Take from the data every line in which the word "railing" is found.

Phrase grounding data
-*-*-
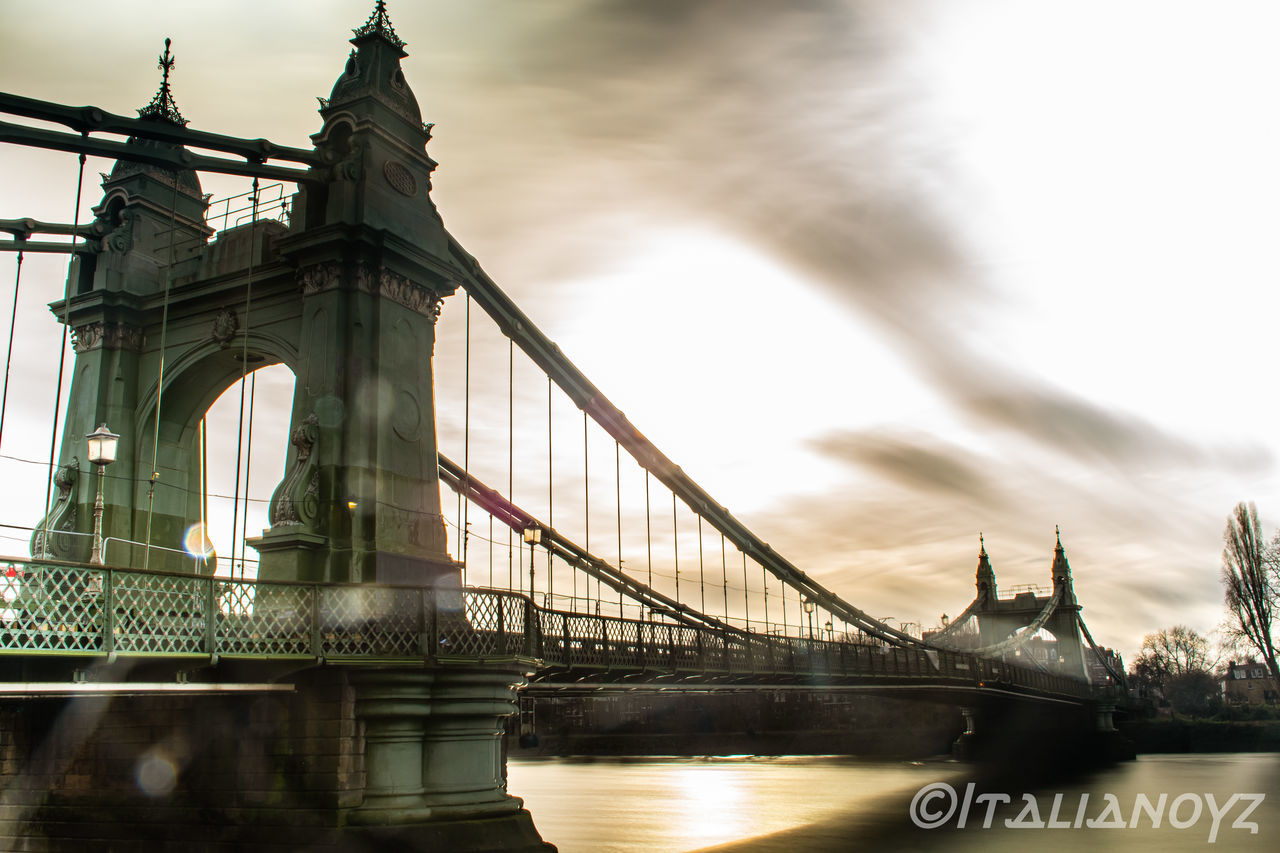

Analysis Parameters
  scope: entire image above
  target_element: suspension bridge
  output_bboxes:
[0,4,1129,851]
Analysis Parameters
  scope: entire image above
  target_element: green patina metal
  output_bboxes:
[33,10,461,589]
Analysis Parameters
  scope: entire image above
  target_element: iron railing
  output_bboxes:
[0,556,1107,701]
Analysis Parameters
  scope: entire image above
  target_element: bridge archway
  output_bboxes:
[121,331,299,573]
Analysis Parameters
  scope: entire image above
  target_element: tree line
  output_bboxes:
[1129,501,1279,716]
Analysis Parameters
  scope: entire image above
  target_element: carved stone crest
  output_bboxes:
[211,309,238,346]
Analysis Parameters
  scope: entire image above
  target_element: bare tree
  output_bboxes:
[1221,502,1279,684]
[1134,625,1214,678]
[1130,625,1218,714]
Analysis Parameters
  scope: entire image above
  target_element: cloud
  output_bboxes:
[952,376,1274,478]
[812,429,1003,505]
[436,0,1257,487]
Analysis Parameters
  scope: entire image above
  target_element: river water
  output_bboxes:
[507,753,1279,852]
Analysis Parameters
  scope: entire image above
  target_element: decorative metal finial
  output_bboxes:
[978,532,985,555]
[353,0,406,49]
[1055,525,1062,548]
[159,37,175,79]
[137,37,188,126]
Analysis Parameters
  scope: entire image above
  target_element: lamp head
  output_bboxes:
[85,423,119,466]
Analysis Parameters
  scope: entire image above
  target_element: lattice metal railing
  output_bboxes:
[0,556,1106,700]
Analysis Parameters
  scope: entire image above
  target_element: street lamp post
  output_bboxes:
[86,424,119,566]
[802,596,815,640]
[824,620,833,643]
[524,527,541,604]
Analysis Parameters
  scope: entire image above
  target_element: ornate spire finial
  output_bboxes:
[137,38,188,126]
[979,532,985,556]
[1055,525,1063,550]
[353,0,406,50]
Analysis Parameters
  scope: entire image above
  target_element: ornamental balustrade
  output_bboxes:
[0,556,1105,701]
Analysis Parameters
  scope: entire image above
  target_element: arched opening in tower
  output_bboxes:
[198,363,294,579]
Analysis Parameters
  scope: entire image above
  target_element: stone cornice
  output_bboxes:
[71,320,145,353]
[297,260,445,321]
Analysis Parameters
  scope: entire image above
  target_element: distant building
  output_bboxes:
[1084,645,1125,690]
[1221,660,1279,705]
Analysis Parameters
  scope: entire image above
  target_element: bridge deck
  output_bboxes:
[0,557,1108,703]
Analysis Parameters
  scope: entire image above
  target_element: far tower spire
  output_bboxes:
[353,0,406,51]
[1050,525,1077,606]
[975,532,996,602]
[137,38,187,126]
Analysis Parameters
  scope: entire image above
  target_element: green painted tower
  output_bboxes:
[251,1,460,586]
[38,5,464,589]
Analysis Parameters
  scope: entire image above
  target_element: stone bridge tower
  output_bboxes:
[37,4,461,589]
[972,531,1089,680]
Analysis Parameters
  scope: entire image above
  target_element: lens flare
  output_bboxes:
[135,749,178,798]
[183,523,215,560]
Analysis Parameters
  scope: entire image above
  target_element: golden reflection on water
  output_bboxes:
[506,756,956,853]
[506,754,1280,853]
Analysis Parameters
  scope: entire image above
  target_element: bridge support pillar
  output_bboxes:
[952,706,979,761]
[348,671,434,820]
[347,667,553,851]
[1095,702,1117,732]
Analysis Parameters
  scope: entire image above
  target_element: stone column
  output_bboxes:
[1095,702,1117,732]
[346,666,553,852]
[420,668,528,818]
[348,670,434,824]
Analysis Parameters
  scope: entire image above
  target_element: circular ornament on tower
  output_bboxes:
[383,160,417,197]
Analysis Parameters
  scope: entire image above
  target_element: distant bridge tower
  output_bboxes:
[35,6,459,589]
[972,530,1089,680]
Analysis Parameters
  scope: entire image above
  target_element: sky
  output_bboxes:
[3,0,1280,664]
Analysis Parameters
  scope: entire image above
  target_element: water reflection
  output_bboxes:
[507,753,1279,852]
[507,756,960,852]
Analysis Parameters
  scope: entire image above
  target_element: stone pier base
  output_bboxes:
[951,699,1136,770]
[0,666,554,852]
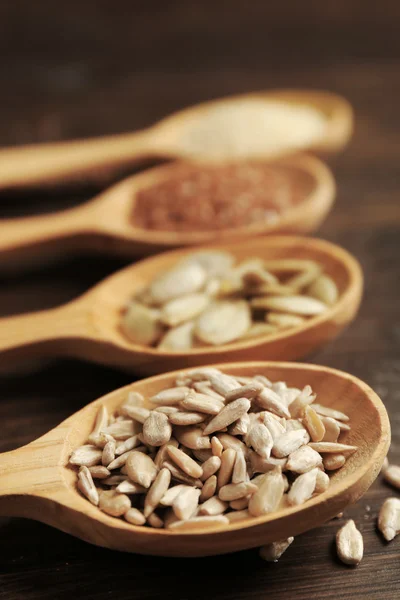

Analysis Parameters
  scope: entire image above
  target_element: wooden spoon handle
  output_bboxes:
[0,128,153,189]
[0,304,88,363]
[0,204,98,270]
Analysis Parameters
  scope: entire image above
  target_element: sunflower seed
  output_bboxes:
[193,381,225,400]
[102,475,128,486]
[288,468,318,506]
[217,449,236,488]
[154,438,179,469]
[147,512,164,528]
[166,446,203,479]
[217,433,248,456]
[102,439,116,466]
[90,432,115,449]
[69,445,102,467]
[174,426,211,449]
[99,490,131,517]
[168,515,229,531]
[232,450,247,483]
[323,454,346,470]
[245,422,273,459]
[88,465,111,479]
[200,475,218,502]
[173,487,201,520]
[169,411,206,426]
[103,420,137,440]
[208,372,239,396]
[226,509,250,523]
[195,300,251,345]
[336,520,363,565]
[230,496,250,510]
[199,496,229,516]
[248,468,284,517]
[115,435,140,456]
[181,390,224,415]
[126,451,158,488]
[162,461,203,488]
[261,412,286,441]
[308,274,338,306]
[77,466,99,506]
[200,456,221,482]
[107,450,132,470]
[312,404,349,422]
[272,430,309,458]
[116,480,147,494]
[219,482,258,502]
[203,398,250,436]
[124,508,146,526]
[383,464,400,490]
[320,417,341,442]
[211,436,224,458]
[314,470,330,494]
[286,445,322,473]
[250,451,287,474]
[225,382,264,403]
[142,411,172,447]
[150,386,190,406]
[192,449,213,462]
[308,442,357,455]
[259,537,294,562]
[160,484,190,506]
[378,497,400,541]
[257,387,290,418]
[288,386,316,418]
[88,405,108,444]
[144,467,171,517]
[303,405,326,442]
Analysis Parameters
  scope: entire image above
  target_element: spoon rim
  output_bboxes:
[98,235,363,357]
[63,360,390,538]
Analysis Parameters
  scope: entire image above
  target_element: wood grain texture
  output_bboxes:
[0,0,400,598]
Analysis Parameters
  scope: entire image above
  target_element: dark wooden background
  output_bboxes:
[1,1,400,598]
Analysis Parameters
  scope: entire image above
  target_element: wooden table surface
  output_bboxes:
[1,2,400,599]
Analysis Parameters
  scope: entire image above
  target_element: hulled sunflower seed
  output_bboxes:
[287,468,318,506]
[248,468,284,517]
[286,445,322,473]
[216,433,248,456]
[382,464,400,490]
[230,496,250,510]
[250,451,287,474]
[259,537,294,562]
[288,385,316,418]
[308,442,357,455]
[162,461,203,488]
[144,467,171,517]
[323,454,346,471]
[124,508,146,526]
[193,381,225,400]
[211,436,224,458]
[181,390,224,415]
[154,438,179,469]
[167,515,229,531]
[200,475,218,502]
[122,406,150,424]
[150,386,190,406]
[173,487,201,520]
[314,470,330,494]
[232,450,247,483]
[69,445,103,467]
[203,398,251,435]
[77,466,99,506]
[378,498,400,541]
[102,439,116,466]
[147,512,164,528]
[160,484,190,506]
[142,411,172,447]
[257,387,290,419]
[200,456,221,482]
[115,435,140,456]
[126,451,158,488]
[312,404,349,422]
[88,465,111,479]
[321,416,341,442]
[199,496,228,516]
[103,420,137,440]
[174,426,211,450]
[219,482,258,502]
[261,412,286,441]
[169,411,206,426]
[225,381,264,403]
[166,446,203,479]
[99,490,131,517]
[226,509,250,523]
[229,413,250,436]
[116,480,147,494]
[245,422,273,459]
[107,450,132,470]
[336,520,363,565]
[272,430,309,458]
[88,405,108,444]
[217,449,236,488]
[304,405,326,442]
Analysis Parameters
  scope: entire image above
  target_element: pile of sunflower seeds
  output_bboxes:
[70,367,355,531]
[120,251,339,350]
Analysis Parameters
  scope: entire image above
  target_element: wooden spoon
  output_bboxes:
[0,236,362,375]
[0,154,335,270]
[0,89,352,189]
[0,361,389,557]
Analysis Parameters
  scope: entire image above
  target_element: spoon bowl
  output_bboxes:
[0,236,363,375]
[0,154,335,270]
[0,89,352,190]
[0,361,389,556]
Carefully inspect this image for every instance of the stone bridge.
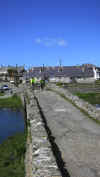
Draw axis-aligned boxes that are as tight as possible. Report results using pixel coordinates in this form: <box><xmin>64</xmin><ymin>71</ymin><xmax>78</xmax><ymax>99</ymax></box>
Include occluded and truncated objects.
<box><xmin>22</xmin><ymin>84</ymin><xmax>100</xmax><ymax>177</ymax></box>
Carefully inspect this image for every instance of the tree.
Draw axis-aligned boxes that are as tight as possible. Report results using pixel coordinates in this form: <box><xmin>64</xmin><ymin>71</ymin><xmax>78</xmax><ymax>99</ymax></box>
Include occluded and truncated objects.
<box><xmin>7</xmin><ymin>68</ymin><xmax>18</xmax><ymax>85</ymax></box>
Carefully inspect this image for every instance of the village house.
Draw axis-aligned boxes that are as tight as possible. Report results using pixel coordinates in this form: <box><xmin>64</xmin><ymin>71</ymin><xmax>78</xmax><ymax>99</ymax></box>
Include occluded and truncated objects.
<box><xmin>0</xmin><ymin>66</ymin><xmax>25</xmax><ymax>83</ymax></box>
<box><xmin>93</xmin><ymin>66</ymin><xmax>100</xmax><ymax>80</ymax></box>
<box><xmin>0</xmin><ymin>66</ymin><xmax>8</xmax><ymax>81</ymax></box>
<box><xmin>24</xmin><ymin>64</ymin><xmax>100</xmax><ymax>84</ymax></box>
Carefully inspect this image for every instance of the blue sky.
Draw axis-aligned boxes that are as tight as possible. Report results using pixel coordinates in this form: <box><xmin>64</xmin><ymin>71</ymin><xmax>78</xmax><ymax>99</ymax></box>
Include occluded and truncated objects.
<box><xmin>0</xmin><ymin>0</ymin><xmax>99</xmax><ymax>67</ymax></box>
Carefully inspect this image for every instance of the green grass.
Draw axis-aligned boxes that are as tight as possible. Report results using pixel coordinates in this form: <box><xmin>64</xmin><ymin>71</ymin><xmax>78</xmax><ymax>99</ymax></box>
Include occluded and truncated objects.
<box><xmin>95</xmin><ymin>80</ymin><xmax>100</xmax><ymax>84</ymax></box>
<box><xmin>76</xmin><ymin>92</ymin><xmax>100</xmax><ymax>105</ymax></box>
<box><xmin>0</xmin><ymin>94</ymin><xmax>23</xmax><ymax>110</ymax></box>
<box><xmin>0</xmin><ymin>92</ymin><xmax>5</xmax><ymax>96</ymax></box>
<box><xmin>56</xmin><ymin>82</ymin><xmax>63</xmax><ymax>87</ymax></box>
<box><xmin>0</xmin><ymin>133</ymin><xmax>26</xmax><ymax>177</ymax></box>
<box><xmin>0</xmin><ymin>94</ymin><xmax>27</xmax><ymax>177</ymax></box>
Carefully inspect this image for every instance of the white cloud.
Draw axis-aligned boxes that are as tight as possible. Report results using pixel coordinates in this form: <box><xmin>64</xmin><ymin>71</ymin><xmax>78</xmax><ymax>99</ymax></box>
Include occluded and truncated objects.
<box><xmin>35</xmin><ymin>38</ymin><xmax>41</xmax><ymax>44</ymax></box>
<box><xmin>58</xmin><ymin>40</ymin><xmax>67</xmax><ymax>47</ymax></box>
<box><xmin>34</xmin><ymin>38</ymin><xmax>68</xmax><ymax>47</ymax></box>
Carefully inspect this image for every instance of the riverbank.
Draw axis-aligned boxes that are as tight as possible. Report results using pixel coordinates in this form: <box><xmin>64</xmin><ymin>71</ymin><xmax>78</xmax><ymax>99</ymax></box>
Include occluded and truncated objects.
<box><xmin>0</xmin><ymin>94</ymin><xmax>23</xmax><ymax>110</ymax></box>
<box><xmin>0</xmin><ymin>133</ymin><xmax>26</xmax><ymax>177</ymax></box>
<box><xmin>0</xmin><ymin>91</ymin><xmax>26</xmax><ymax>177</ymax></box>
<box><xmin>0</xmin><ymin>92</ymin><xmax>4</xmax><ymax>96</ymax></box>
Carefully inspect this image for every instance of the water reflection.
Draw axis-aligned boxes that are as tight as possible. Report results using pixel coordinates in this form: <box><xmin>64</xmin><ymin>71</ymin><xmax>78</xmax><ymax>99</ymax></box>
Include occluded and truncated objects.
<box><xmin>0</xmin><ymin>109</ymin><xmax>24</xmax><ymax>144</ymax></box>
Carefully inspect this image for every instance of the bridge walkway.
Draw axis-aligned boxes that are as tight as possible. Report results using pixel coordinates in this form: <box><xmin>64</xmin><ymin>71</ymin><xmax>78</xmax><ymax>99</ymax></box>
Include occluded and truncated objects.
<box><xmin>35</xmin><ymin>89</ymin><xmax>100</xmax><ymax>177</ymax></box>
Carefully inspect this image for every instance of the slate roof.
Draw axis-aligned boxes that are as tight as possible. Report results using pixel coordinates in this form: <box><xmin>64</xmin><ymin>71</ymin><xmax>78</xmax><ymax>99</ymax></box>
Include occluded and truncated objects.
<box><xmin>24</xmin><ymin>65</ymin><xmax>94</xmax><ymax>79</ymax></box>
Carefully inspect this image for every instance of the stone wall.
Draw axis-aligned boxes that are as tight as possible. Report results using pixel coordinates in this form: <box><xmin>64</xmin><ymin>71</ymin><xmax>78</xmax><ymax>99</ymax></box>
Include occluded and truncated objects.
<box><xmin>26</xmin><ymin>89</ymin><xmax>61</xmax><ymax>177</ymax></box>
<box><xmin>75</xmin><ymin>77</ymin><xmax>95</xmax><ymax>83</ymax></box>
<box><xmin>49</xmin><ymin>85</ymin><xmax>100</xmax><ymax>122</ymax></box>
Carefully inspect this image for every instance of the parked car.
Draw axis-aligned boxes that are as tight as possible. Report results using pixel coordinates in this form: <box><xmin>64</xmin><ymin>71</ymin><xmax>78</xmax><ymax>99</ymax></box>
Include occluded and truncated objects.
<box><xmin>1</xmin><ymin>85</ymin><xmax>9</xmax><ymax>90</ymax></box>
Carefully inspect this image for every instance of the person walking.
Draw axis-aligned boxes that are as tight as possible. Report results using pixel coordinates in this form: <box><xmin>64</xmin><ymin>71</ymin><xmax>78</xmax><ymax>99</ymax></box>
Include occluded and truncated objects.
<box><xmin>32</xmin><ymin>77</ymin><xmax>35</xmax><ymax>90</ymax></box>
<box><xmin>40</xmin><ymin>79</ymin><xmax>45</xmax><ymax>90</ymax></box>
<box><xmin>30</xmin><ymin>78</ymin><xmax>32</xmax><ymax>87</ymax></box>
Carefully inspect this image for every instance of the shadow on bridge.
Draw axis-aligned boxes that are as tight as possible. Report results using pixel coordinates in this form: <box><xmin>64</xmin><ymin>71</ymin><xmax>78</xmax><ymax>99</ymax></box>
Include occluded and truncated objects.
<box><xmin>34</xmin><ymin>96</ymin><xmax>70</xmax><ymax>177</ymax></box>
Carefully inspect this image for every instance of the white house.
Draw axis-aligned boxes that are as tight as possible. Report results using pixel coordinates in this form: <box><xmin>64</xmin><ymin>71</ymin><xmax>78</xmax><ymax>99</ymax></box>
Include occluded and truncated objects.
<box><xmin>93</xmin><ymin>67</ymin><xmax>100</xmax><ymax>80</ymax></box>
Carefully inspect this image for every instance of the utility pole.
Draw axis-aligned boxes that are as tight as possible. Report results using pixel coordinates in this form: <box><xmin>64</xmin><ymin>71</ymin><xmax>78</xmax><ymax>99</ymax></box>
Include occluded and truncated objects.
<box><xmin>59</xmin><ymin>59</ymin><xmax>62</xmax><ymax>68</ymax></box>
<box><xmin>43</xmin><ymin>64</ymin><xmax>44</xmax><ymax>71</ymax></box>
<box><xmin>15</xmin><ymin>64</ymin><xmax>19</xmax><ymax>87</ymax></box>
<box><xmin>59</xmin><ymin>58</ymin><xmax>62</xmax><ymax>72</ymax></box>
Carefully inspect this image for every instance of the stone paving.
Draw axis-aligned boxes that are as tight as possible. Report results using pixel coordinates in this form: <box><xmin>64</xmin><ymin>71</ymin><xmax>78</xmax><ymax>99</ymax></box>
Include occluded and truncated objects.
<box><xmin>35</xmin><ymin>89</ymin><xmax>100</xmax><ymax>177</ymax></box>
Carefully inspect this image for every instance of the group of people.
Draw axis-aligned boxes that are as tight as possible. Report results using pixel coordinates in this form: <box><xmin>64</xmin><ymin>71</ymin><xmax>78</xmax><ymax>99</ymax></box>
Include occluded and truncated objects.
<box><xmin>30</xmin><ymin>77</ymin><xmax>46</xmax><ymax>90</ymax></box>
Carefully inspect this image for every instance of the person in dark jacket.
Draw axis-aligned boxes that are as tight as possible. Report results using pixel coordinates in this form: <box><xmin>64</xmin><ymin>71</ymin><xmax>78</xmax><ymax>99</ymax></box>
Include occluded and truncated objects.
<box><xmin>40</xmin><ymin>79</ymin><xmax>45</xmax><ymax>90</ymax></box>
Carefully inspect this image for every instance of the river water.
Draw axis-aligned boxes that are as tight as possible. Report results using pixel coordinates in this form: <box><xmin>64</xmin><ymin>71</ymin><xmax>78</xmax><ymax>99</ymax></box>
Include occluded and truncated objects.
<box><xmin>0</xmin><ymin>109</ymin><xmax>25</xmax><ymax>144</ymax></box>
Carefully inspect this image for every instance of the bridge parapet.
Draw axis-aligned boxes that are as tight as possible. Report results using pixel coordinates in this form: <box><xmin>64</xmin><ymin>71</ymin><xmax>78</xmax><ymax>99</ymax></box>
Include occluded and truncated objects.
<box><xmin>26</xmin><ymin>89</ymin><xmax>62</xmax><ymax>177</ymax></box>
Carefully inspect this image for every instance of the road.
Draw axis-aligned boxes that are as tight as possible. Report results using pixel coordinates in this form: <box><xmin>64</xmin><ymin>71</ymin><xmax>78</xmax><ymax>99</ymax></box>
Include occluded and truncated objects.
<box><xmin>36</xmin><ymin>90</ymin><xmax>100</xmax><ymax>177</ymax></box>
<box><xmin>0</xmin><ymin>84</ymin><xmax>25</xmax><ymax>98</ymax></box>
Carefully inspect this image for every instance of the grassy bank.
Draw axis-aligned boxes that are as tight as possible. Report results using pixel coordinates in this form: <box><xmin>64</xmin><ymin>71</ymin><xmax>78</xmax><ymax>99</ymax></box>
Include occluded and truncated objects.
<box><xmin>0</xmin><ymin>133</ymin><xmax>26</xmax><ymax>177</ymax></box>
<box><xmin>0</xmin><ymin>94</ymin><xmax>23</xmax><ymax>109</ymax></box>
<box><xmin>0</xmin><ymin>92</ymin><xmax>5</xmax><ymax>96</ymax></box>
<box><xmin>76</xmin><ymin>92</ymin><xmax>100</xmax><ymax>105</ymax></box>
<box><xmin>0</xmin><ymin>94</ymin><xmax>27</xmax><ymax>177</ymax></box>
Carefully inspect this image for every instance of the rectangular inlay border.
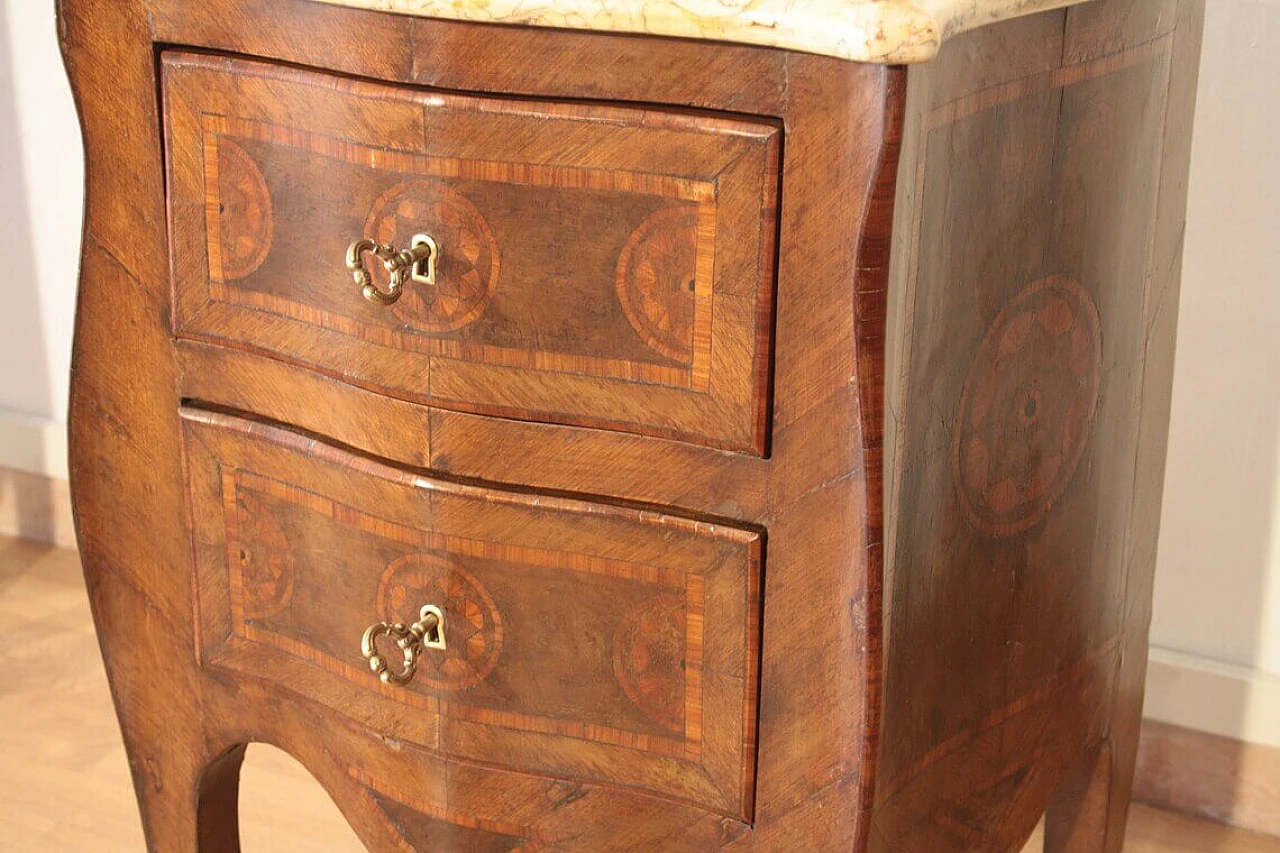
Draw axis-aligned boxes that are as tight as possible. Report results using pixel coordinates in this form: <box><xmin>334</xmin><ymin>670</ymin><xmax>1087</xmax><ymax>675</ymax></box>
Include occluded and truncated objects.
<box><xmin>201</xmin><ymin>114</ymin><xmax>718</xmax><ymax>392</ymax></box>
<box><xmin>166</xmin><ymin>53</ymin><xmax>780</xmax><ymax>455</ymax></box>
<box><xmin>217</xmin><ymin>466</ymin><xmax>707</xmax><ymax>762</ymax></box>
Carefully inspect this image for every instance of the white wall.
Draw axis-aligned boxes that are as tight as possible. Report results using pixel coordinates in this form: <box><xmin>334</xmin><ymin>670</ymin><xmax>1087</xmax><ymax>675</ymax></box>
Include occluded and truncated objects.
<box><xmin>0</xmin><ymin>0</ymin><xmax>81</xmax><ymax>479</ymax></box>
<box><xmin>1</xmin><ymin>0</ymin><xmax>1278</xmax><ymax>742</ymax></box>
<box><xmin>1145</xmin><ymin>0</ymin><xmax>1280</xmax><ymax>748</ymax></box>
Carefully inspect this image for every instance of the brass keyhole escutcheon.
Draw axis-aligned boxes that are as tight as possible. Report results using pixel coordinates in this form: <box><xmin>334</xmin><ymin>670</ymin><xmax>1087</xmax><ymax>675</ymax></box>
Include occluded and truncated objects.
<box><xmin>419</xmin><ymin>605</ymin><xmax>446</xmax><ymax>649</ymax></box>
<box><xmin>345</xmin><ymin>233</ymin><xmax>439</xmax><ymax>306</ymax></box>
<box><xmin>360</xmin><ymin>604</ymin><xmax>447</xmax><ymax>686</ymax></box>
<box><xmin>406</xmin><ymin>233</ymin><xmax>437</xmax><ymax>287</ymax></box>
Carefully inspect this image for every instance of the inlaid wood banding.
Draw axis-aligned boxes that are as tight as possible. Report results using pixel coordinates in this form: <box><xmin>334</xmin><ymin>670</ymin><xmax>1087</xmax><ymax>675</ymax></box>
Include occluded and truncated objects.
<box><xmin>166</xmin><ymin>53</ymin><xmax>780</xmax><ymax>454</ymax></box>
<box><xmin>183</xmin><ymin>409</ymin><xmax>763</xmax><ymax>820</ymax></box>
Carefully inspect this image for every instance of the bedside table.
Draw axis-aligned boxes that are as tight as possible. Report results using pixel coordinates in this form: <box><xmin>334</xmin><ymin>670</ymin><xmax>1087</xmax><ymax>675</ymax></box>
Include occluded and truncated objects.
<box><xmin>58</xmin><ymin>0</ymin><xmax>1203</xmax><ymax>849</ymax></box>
-*-*-
» Answer space:
  target_element: iron railing
  target_element: lattice metal railing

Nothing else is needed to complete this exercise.